TASK: Give the material once more, word for word, without any images.
───── TASK INPUTS
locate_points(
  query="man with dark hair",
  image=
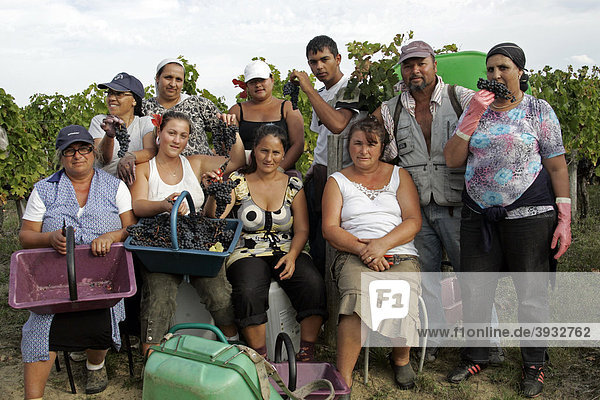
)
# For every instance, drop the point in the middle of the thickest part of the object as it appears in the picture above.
(420, 120)
(332, 114)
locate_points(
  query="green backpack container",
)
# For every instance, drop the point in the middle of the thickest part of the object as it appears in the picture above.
(191, 367)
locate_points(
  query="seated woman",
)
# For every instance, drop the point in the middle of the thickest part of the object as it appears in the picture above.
(98, 206)
(158, 184)
(371, 215)
(272, 207)
(124, 101)
(262, 108)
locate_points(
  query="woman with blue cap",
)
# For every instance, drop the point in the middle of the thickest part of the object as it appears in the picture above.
(98, 206)
(124, 96)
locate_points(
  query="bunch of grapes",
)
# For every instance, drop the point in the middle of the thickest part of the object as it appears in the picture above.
(194, 232)
(224, 137)
(123, 139)
(498, 88)
(293, 90)
(222, 194)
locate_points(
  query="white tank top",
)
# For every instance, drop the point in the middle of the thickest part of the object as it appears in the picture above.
(158, 190)
(371, 214)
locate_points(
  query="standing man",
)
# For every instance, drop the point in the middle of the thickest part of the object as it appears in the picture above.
(332, 114)
(422, 118)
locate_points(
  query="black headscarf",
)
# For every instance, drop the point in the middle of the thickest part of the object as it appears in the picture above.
(516, 54)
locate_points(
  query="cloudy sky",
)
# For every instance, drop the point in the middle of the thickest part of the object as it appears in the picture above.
(64, 45)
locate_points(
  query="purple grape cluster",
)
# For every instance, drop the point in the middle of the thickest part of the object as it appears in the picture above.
(224, 137)
(293, 91)
(123, 138)
(194, 232)
(498, 88)
(222, 194)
──────────
EXERCISE RESULT:
locate_points(
  query="man with dark hair",
  image=
)
# For every instance, drop the point in the middle of the thickest part of the object as it appears in the picture above.
(420, 120)
(332, 114)
locate_points(
  query="green backpack container",
)
# For every instance, drop the point in the middle of the thickest part of the object as it appears in the picture above.
(191, 367)
locate_points(
  query="seated woman",
)
# For every instance, drop the point in the middle of the thickest part of the object as it appears in the picture above.
(98, 206)
(158, 184)
(371, 215)
(272, 207)
(124, 101)
(262, 108)
locate_points(
  query="woman with blue cap",
)
# For every instance, drop the point in the middle of the thickest part of the object as it appears in the picture above.
(98, 206)
(124, 96)
locate_points(
  query="bunch of grapes",
)
# For every instance, drop the point in the middle of the thickest part of the object as it appears in the picture above.
(194, 232)
(224, 137)
(123, 139)
(498, 88)
(293, 90)
(222, 194)
locate_points(
  query="white tank top",
)
# For every instance, drop the point in the middle of the thickest part of the object as it appears in the picture above.
(158, 190)
(371, 214)
locate_points(
  query="standing man",
)
# For every instance, drop the point in the middle of the thickest part of the object as it appears in the picture above.
(332, 114)
(422, 118)
locate_points(
  query="black headscarf",
)
# For every instance, drop the point in the middle of the thickest part of the object as it appears in the picture above.
(516, 54)
locate_points(
  query="cloudy sky",
)
# For every instance, drop the point in the middle of the thickest part of the object as it appears in the picture above.
(64, 45)
locate_points(
  query="purple grape cluster",
)
# For every instance, drop the point in the middle of the thickest part of the object as it appears in the picture above.
(224, 137)
(293, 91)
(123, 138)
(194, 232)
(498, 88)
(222, 194)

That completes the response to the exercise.